▼▼▼

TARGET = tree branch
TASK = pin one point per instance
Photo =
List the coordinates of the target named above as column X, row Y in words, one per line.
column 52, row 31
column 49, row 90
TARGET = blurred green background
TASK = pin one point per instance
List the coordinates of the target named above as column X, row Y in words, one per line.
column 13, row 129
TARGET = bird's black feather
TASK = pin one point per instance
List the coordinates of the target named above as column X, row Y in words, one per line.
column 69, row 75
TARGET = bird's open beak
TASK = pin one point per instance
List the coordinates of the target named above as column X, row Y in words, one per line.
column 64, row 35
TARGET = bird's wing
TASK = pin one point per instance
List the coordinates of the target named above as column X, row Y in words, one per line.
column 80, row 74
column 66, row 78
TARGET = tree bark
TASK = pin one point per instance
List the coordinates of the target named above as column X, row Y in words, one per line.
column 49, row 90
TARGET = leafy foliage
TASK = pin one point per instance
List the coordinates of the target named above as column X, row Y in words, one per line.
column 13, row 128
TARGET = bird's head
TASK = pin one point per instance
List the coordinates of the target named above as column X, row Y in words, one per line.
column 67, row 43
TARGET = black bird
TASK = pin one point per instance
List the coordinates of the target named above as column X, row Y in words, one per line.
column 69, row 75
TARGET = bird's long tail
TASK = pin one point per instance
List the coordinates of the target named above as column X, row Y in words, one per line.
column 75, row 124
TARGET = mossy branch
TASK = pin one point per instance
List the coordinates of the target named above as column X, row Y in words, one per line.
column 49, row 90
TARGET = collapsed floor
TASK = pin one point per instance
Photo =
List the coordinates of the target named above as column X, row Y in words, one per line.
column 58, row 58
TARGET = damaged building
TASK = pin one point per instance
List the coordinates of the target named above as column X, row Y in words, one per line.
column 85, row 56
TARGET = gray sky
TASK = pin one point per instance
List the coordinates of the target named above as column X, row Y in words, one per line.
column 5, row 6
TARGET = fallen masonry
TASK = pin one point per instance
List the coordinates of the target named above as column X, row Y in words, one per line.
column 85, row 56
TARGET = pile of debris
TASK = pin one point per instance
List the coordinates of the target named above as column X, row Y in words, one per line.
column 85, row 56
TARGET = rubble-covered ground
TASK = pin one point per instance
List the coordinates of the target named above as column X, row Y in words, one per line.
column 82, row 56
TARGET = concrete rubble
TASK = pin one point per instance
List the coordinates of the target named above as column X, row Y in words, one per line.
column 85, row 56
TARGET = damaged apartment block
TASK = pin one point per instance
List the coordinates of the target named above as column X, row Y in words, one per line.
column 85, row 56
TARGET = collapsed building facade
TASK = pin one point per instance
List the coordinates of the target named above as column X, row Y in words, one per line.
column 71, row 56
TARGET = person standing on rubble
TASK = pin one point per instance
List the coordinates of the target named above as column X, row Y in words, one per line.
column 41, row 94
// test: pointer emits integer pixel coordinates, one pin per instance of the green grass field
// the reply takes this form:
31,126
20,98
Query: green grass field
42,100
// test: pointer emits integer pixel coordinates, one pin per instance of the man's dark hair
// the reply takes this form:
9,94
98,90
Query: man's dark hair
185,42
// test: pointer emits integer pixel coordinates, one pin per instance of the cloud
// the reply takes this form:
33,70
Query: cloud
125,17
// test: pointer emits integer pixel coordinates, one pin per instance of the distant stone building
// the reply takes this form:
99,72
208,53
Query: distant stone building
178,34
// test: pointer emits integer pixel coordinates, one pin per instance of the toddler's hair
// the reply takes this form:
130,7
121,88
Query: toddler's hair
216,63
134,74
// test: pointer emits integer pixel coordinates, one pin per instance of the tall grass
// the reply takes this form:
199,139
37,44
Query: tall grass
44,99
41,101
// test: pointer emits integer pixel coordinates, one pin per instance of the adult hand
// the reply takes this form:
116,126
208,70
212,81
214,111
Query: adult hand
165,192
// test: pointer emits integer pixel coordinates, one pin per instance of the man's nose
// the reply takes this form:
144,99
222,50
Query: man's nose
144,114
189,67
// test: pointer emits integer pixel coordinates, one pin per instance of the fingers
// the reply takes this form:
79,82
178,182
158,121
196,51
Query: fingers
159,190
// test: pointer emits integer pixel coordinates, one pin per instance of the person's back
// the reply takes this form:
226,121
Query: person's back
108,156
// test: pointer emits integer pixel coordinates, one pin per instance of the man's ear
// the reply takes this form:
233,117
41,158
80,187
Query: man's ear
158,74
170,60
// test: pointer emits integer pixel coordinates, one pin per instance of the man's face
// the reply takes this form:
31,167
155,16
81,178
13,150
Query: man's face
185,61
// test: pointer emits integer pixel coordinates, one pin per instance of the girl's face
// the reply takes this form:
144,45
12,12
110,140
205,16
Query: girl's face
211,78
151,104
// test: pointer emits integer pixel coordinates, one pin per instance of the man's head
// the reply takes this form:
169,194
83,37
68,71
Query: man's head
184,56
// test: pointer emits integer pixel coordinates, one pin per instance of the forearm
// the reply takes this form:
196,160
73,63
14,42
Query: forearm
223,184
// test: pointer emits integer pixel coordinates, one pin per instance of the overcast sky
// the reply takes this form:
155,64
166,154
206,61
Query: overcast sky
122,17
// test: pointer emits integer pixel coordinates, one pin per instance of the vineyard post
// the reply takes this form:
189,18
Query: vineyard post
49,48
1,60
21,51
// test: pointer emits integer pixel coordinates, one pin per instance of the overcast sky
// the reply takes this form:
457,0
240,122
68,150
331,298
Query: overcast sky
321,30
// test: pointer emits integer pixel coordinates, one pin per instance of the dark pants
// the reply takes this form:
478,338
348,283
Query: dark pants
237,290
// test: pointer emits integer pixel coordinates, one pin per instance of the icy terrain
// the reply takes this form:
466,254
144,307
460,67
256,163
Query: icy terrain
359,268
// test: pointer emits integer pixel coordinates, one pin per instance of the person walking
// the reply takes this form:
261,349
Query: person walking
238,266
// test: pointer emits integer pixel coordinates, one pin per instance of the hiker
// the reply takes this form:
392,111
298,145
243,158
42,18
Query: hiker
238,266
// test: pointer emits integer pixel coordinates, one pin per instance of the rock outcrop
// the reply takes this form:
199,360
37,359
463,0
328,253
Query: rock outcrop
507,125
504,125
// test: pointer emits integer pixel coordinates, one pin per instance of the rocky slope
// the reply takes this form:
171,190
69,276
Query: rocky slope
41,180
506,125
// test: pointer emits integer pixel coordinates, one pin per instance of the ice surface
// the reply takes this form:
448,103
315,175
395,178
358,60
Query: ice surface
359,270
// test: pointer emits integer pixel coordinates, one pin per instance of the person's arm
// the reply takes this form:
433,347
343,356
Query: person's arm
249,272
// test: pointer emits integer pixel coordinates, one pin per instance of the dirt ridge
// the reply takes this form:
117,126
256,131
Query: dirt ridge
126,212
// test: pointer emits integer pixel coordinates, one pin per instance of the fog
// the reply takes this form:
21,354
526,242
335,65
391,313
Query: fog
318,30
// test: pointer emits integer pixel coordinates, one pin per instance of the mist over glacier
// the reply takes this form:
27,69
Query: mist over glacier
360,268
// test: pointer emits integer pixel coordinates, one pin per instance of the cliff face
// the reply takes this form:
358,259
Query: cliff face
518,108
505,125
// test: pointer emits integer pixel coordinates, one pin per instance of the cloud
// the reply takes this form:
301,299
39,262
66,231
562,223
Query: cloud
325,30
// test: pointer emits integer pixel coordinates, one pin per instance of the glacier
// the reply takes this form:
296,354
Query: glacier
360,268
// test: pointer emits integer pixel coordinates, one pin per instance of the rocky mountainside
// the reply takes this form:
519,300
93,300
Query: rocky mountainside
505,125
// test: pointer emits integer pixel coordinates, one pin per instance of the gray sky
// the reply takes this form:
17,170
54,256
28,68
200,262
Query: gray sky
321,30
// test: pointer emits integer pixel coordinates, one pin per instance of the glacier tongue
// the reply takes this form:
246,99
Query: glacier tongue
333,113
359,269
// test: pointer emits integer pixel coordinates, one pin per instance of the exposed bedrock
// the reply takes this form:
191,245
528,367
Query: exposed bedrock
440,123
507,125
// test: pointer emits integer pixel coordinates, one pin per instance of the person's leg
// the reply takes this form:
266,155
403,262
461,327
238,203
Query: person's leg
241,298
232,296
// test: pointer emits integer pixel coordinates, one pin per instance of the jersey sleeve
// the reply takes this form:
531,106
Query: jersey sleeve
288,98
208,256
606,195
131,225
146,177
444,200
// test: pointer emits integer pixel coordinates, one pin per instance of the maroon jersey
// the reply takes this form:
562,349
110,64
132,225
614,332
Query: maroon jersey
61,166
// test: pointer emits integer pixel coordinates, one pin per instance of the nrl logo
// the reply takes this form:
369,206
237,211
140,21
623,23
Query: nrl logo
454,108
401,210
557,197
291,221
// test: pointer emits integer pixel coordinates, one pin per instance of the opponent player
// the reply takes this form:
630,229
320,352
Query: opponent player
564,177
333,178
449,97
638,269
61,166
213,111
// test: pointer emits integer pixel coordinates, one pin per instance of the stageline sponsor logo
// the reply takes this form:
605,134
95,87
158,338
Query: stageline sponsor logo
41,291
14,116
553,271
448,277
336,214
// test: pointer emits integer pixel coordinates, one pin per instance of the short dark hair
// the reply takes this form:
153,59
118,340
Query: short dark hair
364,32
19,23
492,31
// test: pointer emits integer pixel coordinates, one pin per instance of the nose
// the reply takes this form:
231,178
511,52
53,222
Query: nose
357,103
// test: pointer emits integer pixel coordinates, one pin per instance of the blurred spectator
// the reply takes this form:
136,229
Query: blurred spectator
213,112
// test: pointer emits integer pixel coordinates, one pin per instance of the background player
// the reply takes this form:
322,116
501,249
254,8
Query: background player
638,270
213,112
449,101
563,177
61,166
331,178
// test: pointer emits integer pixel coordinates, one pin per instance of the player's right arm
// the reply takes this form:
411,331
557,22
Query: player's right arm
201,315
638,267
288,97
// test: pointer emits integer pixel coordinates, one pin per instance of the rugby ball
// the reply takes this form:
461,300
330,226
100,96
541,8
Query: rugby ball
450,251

▲▲▲

▶ _Written exercise_
Repeat only the stretch of lines that begins at the line containing "the blurred spectator" and ends at the last line above, both included.

▶ _Solution for this task_
// test: pointer emits integer pixel coordinates, one pin per instance of the blurred spectator
// the reply takes this form:
136,229
Query: blurred spectator
213,112
// test: pointer emits integer pixel coordinates, one pin per instance of the background player
// the reply takes this form:
322,116
501,249
254,8
Query: background player
638,270
213,112
449,101
563,177
61,166
331,178
// test: pointer emits integer pixel coordinates, one pin per instance of the player's right arm
// the reply takes this form:
411,331
557,22
Query: player's right arm
201,315
638,267
288,97
// test: pointer emits integer pixel coordinates, one pin per instance of the rugby ball
// the reply takes this form:
461,300
330,226
100,96
541,8
Query: rugby ball
450,251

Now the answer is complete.